**Passage to read:**

From 1803 to 1815, all German regions west of the River Rhine were French, organised in the départements Roer, Sarre, Rhin-et-Moselle, and Mont-Tonnerre. As a result of the Congress of Vienna these became part of various German states. A large part of the Palatinate fell to Bavaria, but having the metric system it was excepted from the Bavarian reform of weights and measures.
|1 ounce||Standard||1 pound|
|29.82 g||Nuremberg (initially)||357.8 g|
|29.23 g||Civil pound (from 1816)||350.8 g|
|31.25 g||Metric pound (from 1856)||375.0 g|
|Abolished||Metric pound (from 1867)||Abolished|
In Prussia, a reform in 1816 defined the Prussian civil pound in terms of the Prussian foot and distilled water. It also redefined the apothecaries' pound as 12 ounces, i.e. 3⁄4 of the civil pound: 350.78 g. This reform was not popular with apothecaries, because it broke the uniformity of the apothecaries' pound in Germany at a time when a German national state was beginning to form. It seems that many apothecaries did not follow this reduction by 2%.
Another reform in 1856 increased the civil pound from 467.711 g to 500.000 g (the German civil pound defined by the Zollverein), as a first step towards metrication. As a consequence the official apothecaries' pound was now 375.000 g, i.e. it was increased by 7%, and it was now very close to the troy standards. §4 of the law that introduced this reform said: "Further, a pharmaceutical weight deviating from the civil weight does not take place." But this paragraph was suspended until further notice.
The abolishment of the apothecaries' system meant that doctors' prescriptions had to take place in terms of the current civil weight: grammes and kilograms. This was considered unfeasible by many, and the state received numerous protests and asked for expertises. Nevertheless, by 1868 §4 of the earlier reform was finally put into force.
|1 Lb.||16 Unc.||128 Dr.||384 Scr.||7,000.00 Gr.|
|1 Unc.||8 Dr.||24 Scr.||437.50 Gr.|
|1 Dr.||3 Scr.||54.68 Gr.|
|1 Scr.||18.22 Gr.|
|480 g||30 g||4 g||1.3 g||70 mg|
Britain was initially involved in the development of the metric system, and the US was among the 17 initial signatories of the Metre Convention in 1875. Yet in spite of enthusiastic support for the new system by intellectuals such as Charles Dickens, these two countries were particularly slow to implement it.
To unify all weight systems used by apothecaries, the Irish pharmacopoeia of 1850 introduced a new variant of the apothecaries' system which subdivided a new apothecaries' pound of 12 avoirdupois ounces instead of the troy pound. To allow effective use of the new system, new weight pieces were produced. Since an avoirdupois ounce corresponds to 28.35 g, the proposed system was very similar to that in use in Portugal and Spain, and in some locations in Italy. But it would have doubled the value of the avoirdupois drachm (an existing unit, but by then only used for weighing silk). Therefore, it conflicted with other non-standard variations that were based on that nearly obsolete unit.
The Irish proposal was not widely adopted, but British legislation, in the form of the Medicinals Act 1858, was more radical: it prescribed the use of the avoirdupois system for the United Kingdom (then including Ireland), with none of the traditional subdivisions. This innovation was first used in the united British pharmacopoeia of 1864. In practice the old apothecaries' system based on the troy pound was still widely used, however, until it was abolished by the Weights and Measures Act of 1976, since when it may only be used to measure precious metals and stones. (The troy pound had already been declared illegal for most other uses by the Weights and Measures Act of 1878.)
In the USA, the metric system replaced the apothecaries' system in the United States Pharmacopeia of 1971.

**Information shown:**
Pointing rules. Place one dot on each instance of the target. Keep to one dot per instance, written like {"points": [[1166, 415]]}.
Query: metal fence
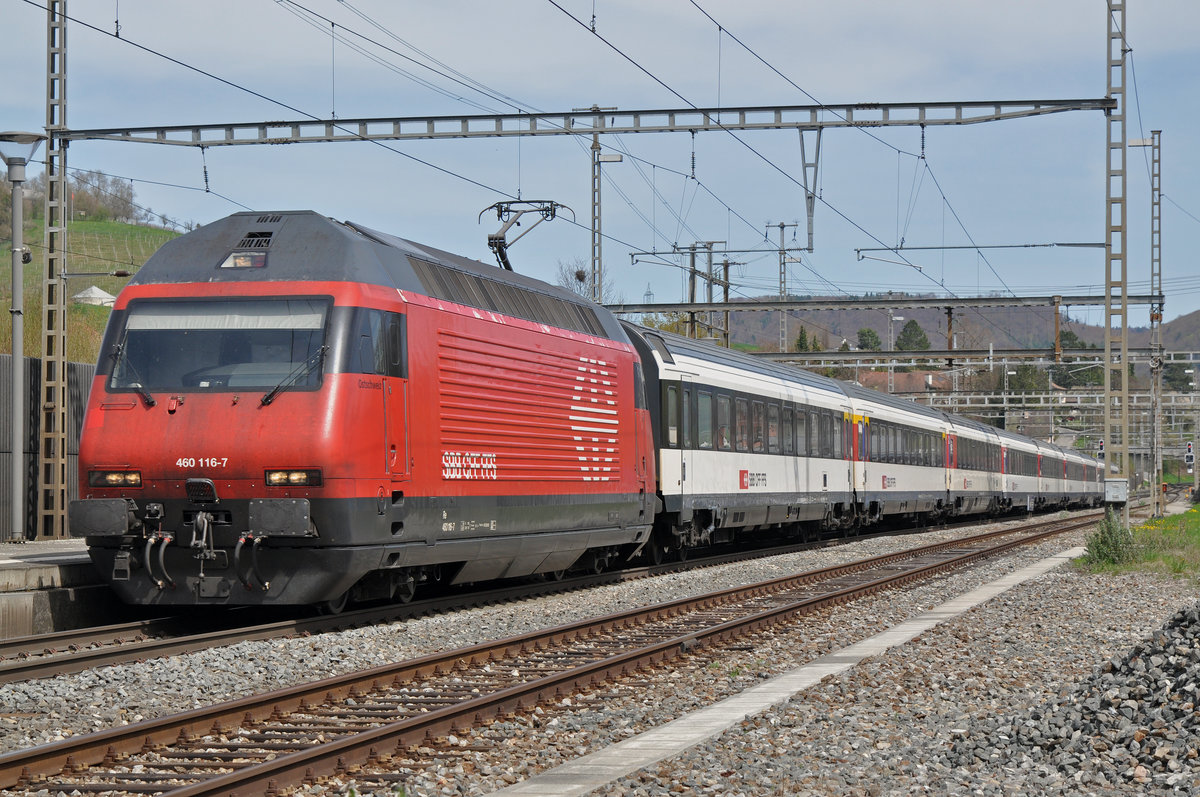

**Problem requirements:**
Copy the passage on apothecaries' weights word for word, from "From 1803 to" up to and including "weights and measures.".

**Exercise response:**
From 1803 to 1815, all German regions west of the River Rhine were French, organised in the départements Roer, Sarre, Rhin-et-Moselle, and Mont-Tonnerre. As a result of the Congress of Vienna these became part of various German states. A large part of the Palatinate fell to Bavaria, but having the metric system it was excepted from the Bavarian reform of weights and measures.